Friday, January 4, 2008

Business tops climate for Douglas

Published: Monday, December 31, 2007 in the Burlington Free Press

By Rachel Smolker

Jim Douglas is clearly more interested in doing business than addressing climate change. Last session, he vetoed a forward-looking bill that would have created green jobs and siginificantly reduced Vermont's emissions. Instead he proposes the same false solutions to global warming that are being pursued at the international level: creating carbon markets and biofuels.

Carbon trade: Trading in carbon credits, enshrined within the Kyoto Protocol, turns the atmosphere and the carbon absorbing biosphere into a commodity that can be bought and sold. It is a "convenient lie," profitable for polluting corporations, ineffective in addressing climate change and disastrous for the poor. Carbon markets permit wealthy polluters to avoid reducing emissions by purchasing credits elsewhere: thus far proven both ineffective and inequitable. Many credited projects have in fact resulted in a net increase in greenhouse-gas emissions, while also violating human rights. Carbon markets permit a tradeoff between carbon extracted from below ground, where it was safely sequestered, with carbon that is circulating above ground, where it contributes to global warming: for example, offsetting emissions from a coal-burning utility by planting trees. Marketing carbon depends on being able to accurately measure and control carbon flows, which is more often than not virtually impossible. A "Vermont Green Standard" would essentially sell off our forests to companies as "credits," allowing them to pollute more.

### WHAT IS EXPECTED
Answer these questions about the column above:
(a) In which newspaper was it published, and on what date?
(b) What two false solutions to global warming does it say Douglas proposes?
(c) Which agreement does it say enshrines trading in carbon credits?

### DATASET
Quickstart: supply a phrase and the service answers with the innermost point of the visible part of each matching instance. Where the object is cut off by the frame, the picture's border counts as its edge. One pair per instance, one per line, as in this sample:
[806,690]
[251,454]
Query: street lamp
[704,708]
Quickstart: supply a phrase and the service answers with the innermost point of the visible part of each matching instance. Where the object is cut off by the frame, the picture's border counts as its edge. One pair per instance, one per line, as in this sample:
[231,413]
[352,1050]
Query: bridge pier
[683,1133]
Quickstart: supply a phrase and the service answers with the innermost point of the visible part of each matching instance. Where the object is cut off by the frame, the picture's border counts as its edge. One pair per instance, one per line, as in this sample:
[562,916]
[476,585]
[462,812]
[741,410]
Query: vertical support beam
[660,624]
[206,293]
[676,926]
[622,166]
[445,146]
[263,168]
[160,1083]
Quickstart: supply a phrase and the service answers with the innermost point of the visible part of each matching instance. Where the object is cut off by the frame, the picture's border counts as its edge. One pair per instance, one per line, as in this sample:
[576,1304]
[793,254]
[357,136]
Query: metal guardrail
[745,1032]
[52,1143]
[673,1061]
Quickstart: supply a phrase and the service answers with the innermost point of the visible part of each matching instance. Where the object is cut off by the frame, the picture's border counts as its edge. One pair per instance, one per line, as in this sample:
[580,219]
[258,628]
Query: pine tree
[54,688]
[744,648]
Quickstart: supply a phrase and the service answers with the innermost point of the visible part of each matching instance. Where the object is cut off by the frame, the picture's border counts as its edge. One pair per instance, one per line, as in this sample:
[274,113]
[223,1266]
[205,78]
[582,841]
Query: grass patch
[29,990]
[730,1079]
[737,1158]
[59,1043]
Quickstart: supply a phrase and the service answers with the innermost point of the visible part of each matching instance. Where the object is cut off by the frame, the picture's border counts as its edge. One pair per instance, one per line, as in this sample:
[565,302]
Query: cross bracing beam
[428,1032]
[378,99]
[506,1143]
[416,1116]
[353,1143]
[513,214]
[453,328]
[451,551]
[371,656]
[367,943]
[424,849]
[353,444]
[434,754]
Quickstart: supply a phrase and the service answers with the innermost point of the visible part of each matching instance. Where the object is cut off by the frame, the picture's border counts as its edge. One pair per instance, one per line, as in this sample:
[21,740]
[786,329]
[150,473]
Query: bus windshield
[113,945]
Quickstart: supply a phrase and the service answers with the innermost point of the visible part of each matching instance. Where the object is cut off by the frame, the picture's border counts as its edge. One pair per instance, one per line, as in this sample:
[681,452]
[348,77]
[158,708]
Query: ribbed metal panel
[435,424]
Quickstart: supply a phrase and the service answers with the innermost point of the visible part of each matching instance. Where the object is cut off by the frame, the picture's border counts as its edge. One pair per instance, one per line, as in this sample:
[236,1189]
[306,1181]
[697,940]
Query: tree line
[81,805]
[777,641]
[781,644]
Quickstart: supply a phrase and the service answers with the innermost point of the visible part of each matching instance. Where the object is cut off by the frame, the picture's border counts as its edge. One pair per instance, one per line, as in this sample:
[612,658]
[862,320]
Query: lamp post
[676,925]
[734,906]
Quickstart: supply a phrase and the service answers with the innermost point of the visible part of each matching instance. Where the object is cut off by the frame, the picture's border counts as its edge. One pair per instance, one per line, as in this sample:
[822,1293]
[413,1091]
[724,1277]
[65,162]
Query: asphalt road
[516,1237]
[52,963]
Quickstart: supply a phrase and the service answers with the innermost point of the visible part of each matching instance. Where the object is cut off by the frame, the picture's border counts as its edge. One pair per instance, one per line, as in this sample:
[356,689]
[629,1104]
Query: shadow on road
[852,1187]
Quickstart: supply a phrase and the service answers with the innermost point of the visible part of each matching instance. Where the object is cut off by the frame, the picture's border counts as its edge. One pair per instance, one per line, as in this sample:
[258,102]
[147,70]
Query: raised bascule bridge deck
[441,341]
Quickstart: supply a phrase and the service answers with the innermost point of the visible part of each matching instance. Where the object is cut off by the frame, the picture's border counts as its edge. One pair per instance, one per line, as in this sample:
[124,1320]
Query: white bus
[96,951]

### EXERCISE OUTPUT
(a) The Burlington Free Press, on Monday, December 31, 2007.
(b) Creating carbon markets and biofuels.
(c) The Kyoto Protocol.